▼
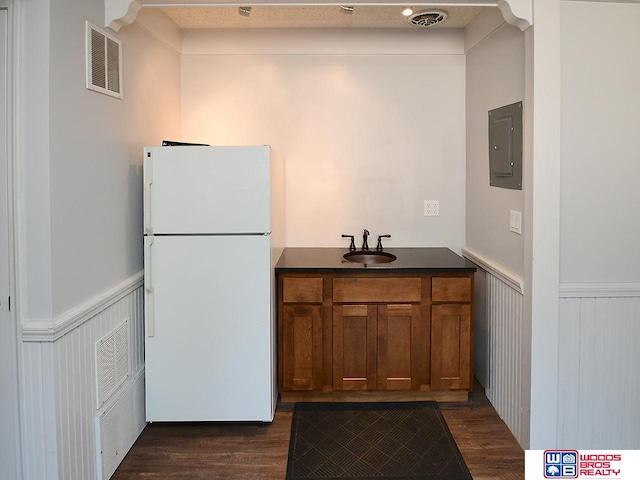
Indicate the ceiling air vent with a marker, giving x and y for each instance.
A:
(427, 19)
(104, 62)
▲
▼
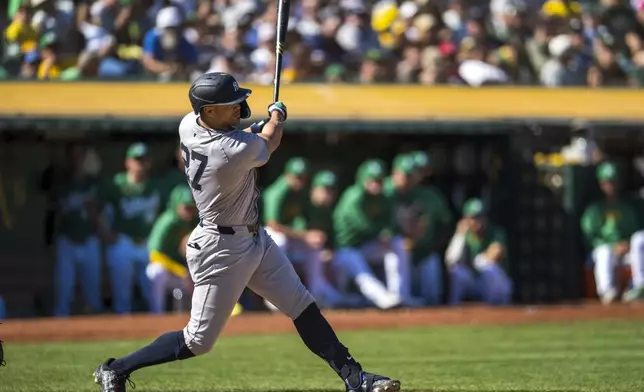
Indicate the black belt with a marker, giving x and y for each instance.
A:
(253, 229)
▲
**书面任务:**
列出上面所有含有“with”一词的行，每行逐字照抄。

**练习作答:**
Indicate the ceiling air vent with a marker, giving x and y for each instance.
Indicate the black belt with a marker, giving x and y for each instance.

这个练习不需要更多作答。